INFORMATION SHOWN:

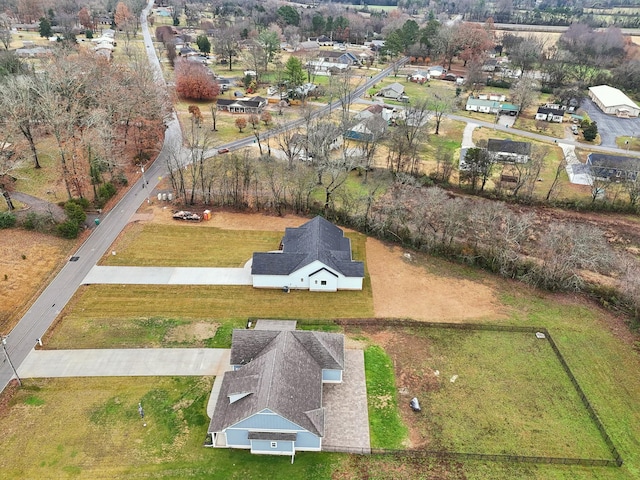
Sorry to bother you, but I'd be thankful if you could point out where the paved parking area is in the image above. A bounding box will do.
[82,264,252,285]
[322,350,371,454]
[581,99,640,147]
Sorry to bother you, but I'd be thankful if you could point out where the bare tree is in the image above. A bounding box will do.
[511,76,537,112]
[276,125,305,168]
[427,94,453,135]
[545,155,567,201]
[526,222,614,291]
[0,13,13,50]
[0,75,42,168]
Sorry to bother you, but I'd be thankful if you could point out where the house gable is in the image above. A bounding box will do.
[251,217,364,288]
[209,330,344,454]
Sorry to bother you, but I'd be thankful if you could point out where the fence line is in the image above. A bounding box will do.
[244,318,623,467]
[322,446,620,467]
[333,319,623,467]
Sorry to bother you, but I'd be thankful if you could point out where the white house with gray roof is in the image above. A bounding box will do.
[251,217,364,292]
[209,330,344,461]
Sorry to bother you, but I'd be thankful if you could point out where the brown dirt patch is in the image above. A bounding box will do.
[367,238,503,322]
[0,228,75,333]
[134,204,309,232]
[164,322,220,345]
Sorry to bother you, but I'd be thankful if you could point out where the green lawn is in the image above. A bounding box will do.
[47,231,373,348]
[407,328,611,459]
[101,221,282,267]
[364,345,407,449]
[0,377,344,479]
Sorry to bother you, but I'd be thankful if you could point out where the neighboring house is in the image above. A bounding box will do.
[476,93,507,102]
[536,105,565,123]
[251,217,364,292]
[307,60,350,76]
[409,71,431,84]
[296,40,320,52]
[344,115,389,142]
[364,40,384,51]
[589,85,640,118]
[587,153,640,182]
[354,105,397,122]
[376,82,404,100]
[465,95,520,115]
[216,97,268,113]
[487,138,531,163]
[482,58,498,72]
[209,330,344,461]
[318,50,360,66]
[427,65,447,78]
[316,35,333,47]
[178,46,200,57]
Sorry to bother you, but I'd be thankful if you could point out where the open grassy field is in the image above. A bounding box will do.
[364,345,407,449]
[47,230,373,348]
[364,327,611,459]
[5,218,640,480]
[0,228,75,333]
[0,377,342,479]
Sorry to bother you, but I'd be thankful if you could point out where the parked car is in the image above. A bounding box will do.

TASK DETAILS: How many lines in the rows above contain the string "house", with case counting? Reply with the number alone.

CORRECT RESULT: 3